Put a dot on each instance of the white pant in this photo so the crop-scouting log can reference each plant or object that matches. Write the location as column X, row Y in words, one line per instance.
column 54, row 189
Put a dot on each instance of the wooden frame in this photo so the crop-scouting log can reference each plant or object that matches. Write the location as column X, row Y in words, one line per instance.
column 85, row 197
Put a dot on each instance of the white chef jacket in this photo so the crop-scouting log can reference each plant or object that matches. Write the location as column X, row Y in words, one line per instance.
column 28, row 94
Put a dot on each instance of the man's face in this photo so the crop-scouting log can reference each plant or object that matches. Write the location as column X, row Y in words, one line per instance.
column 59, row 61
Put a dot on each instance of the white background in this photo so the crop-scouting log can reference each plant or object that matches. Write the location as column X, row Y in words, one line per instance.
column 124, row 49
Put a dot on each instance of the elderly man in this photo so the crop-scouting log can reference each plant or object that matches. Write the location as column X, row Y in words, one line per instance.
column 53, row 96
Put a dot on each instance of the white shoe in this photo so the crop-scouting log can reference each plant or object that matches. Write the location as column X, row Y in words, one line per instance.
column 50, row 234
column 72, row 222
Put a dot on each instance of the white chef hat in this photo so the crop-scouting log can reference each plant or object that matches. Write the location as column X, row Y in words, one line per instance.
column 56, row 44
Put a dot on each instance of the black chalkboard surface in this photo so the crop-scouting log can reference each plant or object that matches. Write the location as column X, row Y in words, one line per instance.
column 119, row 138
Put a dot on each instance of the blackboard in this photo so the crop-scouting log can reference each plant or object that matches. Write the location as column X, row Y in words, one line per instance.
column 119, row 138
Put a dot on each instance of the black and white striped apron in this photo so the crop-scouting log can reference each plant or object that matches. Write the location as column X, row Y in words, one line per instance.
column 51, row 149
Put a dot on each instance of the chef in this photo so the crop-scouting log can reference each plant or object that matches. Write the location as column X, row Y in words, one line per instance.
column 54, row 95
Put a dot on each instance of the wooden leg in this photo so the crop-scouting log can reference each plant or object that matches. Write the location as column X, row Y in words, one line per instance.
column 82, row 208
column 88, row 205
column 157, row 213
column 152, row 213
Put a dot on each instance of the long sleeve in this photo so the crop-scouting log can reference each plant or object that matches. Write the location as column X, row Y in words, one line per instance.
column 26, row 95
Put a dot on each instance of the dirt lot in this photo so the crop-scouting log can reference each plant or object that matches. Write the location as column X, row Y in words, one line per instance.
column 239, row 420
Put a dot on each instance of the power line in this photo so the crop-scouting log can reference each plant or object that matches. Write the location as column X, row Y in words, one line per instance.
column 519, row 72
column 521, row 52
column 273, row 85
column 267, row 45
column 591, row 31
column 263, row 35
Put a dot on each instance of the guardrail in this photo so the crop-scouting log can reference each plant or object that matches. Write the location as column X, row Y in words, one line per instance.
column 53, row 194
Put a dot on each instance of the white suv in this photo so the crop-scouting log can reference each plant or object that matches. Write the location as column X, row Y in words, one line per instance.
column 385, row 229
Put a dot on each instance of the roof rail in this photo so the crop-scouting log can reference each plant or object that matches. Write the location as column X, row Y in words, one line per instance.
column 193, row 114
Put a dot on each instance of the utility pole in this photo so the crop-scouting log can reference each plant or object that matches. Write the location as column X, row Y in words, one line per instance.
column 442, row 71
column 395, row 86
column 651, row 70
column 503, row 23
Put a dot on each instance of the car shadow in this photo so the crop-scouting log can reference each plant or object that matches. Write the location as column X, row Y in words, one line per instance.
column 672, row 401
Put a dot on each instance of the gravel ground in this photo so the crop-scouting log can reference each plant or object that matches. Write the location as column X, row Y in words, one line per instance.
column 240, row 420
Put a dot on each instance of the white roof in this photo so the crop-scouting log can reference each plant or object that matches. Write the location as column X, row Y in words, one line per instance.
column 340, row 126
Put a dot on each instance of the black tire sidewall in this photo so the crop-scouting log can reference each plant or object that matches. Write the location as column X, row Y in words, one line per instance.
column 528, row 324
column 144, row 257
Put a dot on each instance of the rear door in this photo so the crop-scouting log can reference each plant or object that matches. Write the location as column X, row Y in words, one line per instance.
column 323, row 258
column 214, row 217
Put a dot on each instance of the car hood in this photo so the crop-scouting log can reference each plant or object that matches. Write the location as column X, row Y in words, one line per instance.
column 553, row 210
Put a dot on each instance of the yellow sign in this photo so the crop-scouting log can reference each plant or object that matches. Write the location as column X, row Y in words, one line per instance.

> **TASK PROMPT**
Make an exact copy of the records.

> **FULL OUTPUT**
Put a dot on each instance of the white pant in this photo so the crop-scouting log can reference each plant or object that matches. Write the location as column X, row Y in words, one line per instance.
column 54, row 189
Put a dot on each instance of the wooden frame in this photo so the crop-scouting log can reference each plant or object that matches. Write the location as column X, row Y in words, one line per instance.
column 85, row 197
Put a dot on each instance of the white chef jacket in this photo so the crop-scouting log can reference each plant or object that matches. Write the location as column X, row Y in words, one line per instance.
column 28, row 94
Put a dot on each instance of the man's face in this photo so the crop-scouting log can reference each plant or object that matches. Write the location as column X, row Y in words, one line per instance.
column 59, row 61
Put a dot on each instance of the white background in this photo so the crop-scouting log can reference each plant or object that matches. Write the location as column X, row Y in words, one line per instance.
column 124, row 49
Put a dot on each instance of the elderly man in this photo so the crop-scouting log can reference each plant or object that matches. Write the location as column X, row Y in words, one line per instance.
column 53, row 96
Put a dot on each instance of the white shoe in this photo so the crop-scouting log can reference each plant or object that matches. Write the location as column X, row Y in words, one line per instance.
column 50, row 234
column 72, row 222
Put a dot on each instance of the white chef hat in this photo so the crop-scouting log can reference each plant or object that matches. Write the location as column X, row Y in words, one line per instance.
column 56, row 44
Put a dot on each instance of the black chalkboard surface in this photo so the crop-scouting log can reference each plant or object that matches. Write the location as column X, row Y in words, one line per instance.
column 119, row 138
Put a dot on each instance of the blackboard in this photo so the crop-scouting log can reference each plant or object that matches. Write the location as column X, row Y in words, one line per instance.
column 119, row 138
Put a dot on each instance of the black and white striped apron in this photo so the crop-scouting log can reference each plant or object that matches. Write the location as column X, row Y in words, one line per instance.
column 51, row 149
Put a dot on each instance of the chef in this photo so the crop-scouting log can reference each plant or object that matches. Write the location as column X, row Y in words, one line per instance.
column 54, row 95
Put a dot on each instance of the wooden leg in this photo so the crop-scouting log can reference each plant or object that matches. Write the location as column X, row Y in words, one line per instance.
column 82, row 208
column 88, row 205
column 157, row 213
column 152, row 213
Put a dot on each instance of the long sleeve in this photo so the crop-scouting log can reference each plant or object that matches. Write the location as column X, row Y in words, one line per instance.
column 26, row 95
Put a dot on each instance of the dirt lot in this photo so the crop-scouting log can reference each plant or object that matches. Write the location as column X, row Y in words, one line per instance.
column 239, row 420
Put a dot on each instance of the power line in this photo so the crop-scouting log can reference each plant or object that matches. Write the location as column X, row Y in words, one line per instance.
column 519, row 72
column 521, row 52
column 273, row 85
column 267, row 45
column 591, row 31
column 263, row 35
Put a dot on each instance of the guardrail in this photo so the crop-scouting log can reference each plant or object that matches. Write the location as column X, row Y in words, one line per instance.
column 53, row 194
Put a dot on each instance of the white suv in this photo so the crop-scouting log can reference each plant or object that matches. Write the location as column X, row Y in words, one line per instance.
column 385, row 229
Put a dot on each instance of the roof rail in this photo so the crop-scouting log can reference each plant or object that matches. Write the location as column X, row Y in words, one line per instance.
column 193, row 114
Put a dot on each instance of the utility pole in this photo so the crop-scouting log can reference each plant or object that matches. Write the location as column X, row Y in words, one line per instance.
column 442, row 71
column 395, row 86
column 651, row 70
column 503, row 23
Put a dot on each instance of the car shadow in this photo so the crop-scouting log can reference each plant or object that matches. Write the location as column X, row Y in words, one line per instance.
column 672, row 401
Put a dot on each instance of the gravel ground in this photo so the crop-scouting log can reference each plant or object that matches. Write the location as column X, row Y in words, one line per instance.
column 240, row 420
Put a dot on each instance of the white roof in this photo so the crop-scouting log can reference each plant or object that matches. Write the location as column X, row Y in words, one line per instance.
column 340, row 126
Put a dot on each instance of the black tire sidewall in this photo so the crop-scouting log can reference each plant or object that matches. Write the location as column X, row Y in words, one line per instance.
column 528, row 324
column 144, row 257
Put a dot on each instance of the rear door in this photo so the crop-scouting log can reference each plant or object that matches. Write the location as column X, row Y in words, one line per instance.
column 323, row 258
column 214, row 217
Put a dot on each instance of the car hood in this photo so the crop-scouting log can reference each plant or object that matches. Write the location as column X, row Y in words, one line per instance.
column 553, row 210
Put a dot on each instance of the yellow sign in this photo so the crop-scouting log can reference each plant or object that matches. Write the location as column X, row Y in words, one line per instance.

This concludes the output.